======== Data for processing
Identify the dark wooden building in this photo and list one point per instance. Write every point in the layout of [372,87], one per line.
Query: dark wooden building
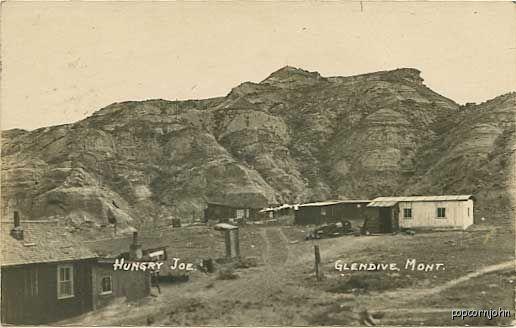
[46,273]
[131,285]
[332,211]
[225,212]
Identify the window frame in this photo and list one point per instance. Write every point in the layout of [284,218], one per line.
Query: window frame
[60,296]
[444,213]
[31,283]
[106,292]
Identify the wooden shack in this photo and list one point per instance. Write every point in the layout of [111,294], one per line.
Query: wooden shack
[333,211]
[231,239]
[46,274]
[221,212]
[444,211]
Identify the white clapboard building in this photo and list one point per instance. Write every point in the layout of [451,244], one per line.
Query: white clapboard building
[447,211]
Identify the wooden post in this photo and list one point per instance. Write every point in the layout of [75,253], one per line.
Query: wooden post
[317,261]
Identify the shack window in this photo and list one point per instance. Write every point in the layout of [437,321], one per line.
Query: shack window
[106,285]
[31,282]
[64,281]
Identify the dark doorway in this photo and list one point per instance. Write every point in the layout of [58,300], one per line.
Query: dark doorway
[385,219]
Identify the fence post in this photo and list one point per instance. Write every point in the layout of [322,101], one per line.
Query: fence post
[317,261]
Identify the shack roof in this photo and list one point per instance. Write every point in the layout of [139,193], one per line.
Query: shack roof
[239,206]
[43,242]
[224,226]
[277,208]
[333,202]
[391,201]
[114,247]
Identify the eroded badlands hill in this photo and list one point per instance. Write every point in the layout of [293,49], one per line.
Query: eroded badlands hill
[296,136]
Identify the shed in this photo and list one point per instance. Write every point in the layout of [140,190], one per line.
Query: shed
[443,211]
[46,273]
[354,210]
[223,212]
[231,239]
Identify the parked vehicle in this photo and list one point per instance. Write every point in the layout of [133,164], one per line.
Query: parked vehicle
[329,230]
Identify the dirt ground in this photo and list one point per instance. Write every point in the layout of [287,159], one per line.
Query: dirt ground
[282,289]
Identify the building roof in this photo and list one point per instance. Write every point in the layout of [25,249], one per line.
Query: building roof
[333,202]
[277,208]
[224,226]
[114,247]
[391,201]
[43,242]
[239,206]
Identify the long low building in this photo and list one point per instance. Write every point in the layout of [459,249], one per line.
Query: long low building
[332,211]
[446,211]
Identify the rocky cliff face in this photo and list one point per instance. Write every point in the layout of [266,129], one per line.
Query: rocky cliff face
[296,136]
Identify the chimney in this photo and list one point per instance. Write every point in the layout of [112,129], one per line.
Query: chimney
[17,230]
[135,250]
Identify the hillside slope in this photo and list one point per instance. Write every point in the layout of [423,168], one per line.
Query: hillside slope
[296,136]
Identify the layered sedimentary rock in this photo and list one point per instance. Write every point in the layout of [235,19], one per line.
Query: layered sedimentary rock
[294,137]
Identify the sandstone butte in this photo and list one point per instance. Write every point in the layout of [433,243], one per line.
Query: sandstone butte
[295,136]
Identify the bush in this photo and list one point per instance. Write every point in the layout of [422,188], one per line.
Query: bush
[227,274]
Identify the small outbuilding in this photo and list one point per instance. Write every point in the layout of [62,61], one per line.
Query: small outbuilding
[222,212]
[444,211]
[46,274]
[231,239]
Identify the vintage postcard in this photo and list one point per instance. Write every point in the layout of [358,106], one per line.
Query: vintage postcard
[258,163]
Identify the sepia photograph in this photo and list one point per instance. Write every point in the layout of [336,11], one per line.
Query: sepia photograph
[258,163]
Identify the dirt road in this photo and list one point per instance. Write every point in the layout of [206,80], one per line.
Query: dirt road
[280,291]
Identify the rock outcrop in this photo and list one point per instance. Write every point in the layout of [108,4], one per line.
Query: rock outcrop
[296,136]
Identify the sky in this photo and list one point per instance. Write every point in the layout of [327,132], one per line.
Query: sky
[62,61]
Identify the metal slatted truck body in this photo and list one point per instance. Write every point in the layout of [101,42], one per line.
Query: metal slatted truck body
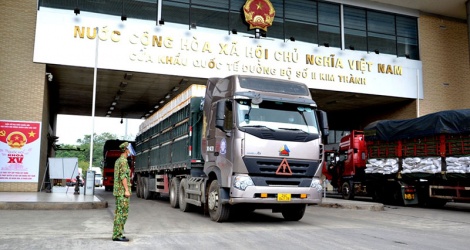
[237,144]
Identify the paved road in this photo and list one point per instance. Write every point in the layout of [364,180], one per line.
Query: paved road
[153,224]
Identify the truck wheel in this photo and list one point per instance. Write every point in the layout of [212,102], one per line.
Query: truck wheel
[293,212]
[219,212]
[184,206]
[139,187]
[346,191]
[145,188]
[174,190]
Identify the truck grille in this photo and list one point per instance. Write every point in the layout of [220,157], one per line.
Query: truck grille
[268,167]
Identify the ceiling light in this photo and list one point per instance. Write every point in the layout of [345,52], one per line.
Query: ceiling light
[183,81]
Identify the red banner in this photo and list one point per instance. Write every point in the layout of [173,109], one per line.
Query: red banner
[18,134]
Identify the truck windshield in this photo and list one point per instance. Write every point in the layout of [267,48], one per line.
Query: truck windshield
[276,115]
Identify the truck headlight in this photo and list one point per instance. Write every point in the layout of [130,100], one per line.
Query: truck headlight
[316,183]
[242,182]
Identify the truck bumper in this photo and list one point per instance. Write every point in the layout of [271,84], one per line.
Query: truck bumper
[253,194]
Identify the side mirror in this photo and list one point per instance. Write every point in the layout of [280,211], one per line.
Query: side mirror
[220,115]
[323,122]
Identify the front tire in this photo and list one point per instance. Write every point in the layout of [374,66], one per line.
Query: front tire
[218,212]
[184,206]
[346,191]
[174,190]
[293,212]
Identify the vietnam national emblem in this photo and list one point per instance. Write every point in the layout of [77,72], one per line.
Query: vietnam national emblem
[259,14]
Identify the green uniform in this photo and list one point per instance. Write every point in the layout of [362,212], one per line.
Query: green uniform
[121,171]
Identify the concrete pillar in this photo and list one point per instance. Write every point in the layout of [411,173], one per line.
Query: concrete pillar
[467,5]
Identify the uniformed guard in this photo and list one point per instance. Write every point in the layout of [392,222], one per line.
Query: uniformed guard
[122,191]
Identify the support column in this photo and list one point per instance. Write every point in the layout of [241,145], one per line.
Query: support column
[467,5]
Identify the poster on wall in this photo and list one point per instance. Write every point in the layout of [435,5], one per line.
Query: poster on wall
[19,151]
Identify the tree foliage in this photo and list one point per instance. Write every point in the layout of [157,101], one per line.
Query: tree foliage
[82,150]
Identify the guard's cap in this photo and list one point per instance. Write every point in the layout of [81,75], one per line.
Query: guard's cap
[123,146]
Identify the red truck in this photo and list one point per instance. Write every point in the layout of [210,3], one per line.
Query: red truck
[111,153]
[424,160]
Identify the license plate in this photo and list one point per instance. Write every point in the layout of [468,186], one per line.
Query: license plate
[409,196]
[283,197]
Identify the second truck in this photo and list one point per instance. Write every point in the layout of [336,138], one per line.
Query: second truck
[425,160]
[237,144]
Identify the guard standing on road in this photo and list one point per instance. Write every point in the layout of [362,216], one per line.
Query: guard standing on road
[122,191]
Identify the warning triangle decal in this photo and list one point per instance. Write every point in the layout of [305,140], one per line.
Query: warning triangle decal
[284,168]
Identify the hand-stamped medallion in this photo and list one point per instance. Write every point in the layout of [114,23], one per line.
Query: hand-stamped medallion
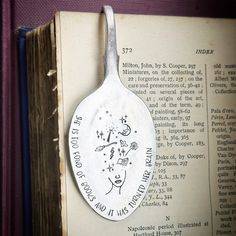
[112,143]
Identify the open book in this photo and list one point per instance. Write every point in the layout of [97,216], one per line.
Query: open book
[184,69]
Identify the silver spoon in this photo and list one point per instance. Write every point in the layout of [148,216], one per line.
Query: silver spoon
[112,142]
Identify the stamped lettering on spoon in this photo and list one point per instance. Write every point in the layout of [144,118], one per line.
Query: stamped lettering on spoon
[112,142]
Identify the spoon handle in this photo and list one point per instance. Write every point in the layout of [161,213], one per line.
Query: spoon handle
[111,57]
================
======== Data for processing
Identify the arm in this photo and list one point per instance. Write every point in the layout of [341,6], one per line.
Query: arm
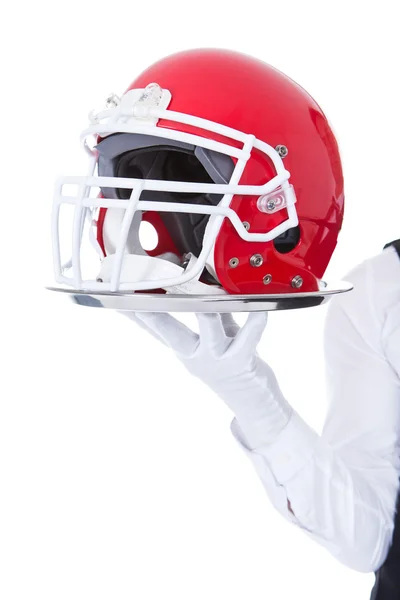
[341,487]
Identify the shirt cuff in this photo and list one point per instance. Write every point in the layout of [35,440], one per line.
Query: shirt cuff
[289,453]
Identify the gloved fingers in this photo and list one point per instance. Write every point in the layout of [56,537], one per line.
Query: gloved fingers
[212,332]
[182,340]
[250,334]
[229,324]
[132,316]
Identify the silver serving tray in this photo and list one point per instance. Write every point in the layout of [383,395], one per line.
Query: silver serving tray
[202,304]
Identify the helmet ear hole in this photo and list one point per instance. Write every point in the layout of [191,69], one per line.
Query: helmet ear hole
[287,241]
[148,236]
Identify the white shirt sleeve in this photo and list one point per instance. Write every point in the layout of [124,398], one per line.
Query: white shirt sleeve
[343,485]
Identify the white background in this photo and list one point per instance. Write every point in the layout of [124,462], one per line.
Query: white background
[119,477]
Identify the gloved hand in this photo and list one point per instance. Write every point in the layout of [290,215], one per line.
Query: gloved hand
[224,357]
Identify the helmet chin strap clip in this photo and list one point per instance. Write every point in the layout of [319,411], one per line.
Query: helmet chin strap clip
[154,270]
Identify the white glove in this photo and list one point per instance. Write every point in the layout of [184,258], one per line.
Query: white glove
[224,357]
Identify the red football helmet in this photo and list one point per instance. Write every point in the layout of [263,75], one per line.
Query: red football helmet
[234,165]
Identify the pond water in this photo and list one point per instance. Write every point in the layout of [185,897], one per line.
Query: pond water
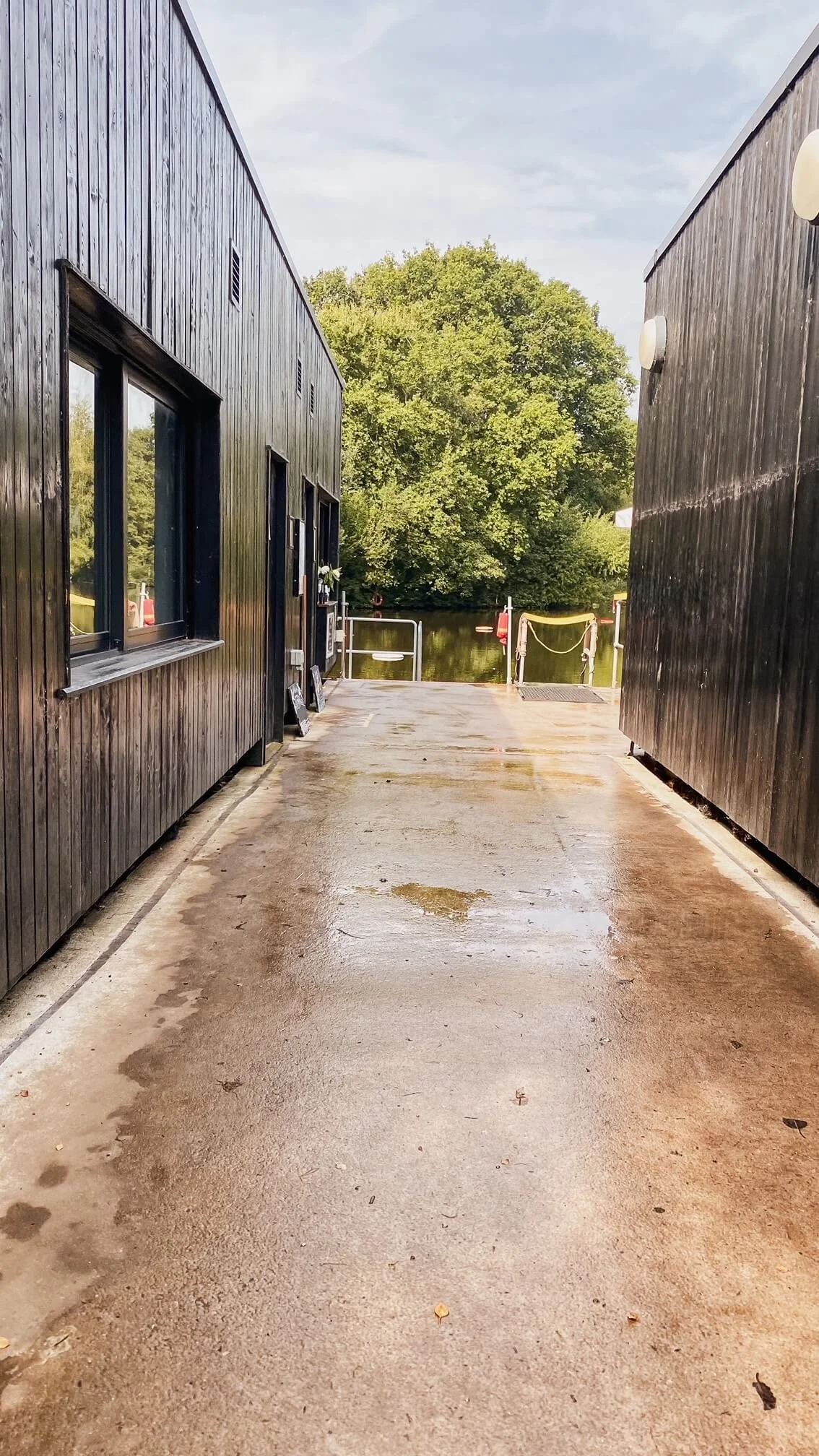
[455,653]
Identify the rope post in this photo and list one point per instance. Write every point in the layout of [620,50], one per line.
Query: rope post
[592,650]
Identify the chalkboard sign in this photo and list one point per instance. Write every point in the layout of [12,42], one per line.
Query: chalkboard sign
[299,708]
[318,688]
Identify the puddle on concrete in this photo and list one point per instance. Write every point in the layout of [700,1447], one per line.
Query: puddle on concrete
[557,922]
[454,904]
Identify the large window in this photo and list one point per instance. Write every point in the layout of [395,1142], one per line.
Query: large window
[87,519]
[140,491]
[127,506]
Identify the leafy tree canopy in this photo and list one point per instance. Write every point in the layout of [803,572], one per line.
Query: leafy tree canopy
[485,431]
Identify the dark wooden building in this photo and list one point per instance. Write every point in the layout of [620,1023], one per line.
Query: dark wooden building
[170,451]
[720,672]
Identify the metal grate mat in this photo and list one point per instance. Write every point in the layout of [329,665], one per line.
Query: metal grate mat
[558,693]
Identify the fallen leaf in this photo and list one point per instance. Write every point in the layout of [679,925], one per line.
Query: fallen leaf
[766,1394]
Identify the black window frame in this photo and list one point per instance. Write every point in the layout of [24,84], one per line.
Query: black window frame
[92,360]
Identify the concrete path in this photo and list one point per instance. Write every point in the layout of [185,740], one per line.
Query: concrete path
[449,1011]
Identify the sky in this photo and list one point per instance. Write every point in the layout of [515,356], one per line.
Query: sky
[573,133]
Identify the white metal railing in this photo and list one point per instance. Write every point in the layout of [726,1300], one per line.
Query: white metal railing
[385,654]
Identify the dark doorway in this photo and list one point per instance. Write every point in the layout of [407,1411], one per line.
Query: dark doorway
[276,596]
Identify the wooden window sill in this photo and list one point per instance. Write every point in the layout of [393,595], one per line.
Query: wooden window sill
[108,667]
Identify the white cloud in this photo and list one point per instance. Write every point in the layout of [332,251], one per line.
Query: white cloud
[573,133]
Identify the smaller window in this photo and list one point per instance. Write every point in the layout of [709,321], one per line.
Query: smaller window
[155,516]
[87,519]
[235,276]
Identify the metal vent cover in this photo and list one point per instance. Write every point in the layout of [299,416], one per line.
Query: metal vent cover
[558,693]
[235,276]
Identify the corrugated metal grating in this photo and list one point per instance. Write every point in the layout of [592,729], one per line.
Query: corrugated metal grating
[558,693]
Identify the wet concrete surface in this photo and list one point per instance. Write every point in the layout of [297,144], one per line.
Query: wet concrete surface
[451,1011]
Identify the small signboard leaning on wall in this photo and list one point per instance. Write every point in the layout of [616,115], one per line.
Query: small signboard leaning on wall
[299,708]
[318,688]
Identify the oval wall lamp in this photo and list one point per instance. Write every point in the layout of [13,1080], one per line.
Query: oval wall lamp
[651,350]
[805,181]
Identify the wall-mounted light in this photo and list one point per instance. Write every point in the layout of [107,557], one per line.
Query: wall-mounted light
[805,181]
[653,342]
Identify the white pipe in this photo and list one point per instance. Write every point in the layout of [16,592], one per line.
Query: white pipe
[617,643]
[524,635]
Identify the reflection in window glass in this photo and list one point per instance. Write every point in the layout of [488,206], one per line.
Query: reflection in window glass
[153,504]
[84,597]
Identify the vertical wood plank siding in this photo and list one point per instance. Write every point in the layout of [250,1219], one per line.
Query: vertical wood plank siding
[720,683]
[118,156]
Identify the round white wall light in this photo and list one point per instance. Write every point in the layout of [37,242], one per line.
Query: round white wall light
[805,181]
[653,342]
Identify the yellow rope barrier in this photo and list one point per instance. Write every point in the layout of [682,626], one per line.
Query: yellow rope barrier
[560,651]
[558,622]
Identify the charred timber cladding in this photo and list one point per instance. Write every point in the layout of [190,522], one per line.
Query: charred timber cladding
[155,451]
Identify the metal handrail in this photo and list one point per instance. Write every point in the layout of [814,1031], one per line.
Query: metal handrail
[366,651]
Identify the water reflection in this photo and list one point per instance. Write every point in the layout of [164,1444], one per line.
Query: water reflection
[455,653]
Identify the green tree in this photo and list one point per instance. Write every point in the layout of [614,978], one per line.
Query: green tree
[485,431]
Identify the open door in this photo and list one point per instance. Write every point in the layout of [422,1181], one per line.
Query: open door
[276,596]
================
======== Data for processing
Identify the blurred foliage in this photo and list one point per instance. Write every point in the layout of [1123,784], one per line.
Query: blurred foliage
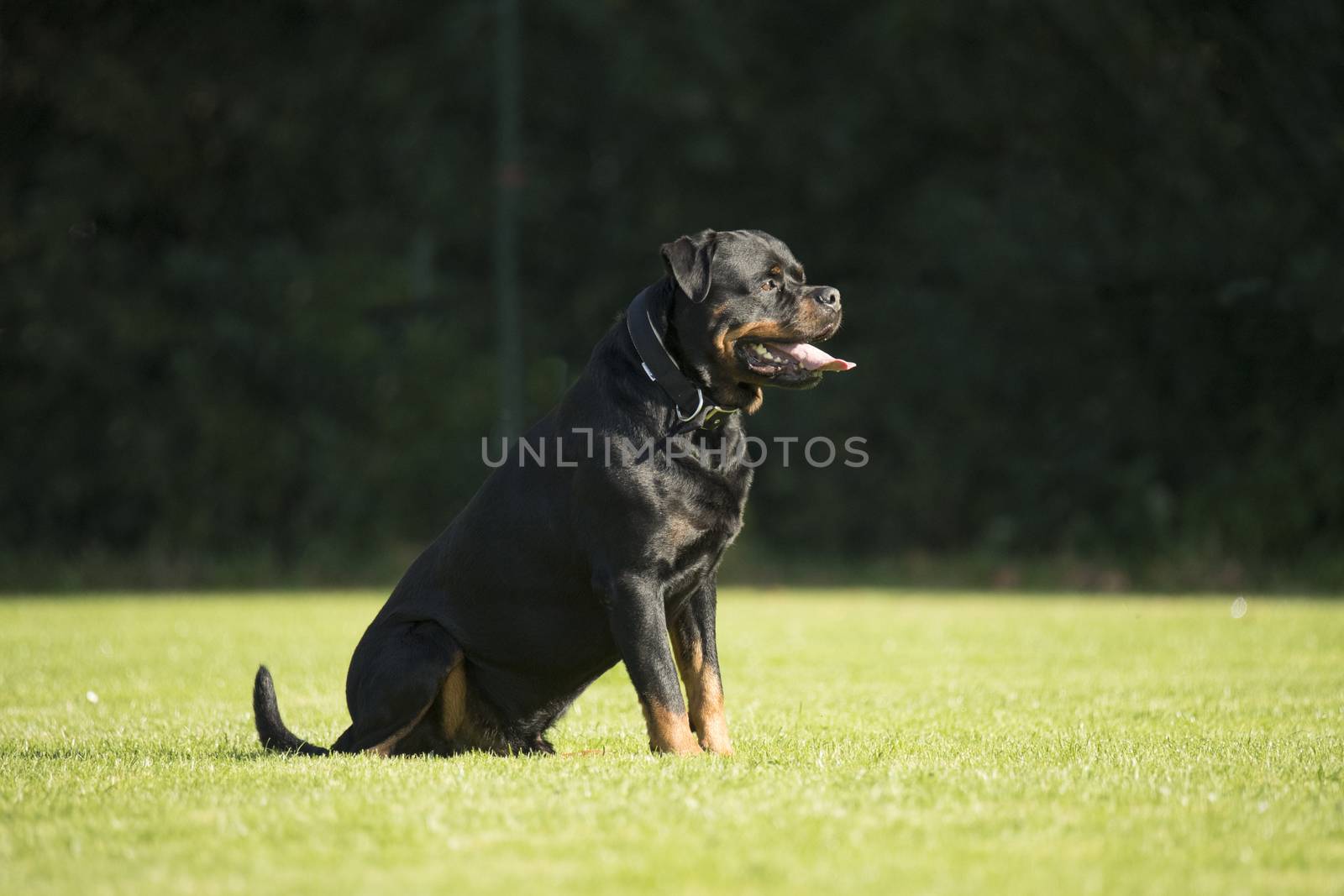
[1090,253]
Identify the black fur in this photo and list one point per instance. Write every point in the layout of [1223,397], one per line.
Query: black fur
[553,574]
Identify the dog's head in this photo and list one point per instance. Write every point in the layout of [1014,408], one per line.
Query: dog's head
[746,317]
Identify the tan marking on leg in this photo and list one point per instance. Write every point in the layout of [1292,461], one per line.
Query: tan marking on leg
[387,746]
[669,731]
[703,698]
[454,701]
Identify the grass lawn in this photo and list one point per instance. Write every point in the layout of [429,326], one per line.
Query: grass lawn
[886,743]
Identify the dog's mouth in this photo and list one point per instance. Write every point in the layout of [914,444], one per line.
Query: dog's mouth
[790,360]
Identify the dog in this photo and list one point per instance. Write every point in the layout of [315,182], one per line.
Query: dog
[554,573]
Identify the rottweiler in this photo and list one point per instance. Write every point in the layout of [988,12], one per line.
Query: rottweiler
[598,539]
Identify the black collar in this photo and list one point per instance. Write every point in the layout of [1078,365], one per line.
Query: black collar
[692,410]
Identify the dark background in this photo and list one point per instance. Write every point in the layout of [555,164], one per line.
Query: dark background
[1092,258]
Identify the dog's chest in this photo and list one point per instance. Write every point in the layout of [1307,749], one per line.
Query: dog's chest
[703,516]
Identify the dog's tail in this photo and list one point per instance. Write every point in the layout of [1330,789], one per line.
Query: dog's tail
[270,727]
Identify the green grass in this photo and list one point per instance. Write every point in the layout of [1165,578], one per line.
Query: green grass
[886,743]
================
Requirements: Find each line above containing the word "canopy" and copy those lines in full.

Output below:
Identify the leafy tree canopy in this photo and list one point per instance. Write every point in the layout of [803,572], one per line.
Query: leafy tree canopy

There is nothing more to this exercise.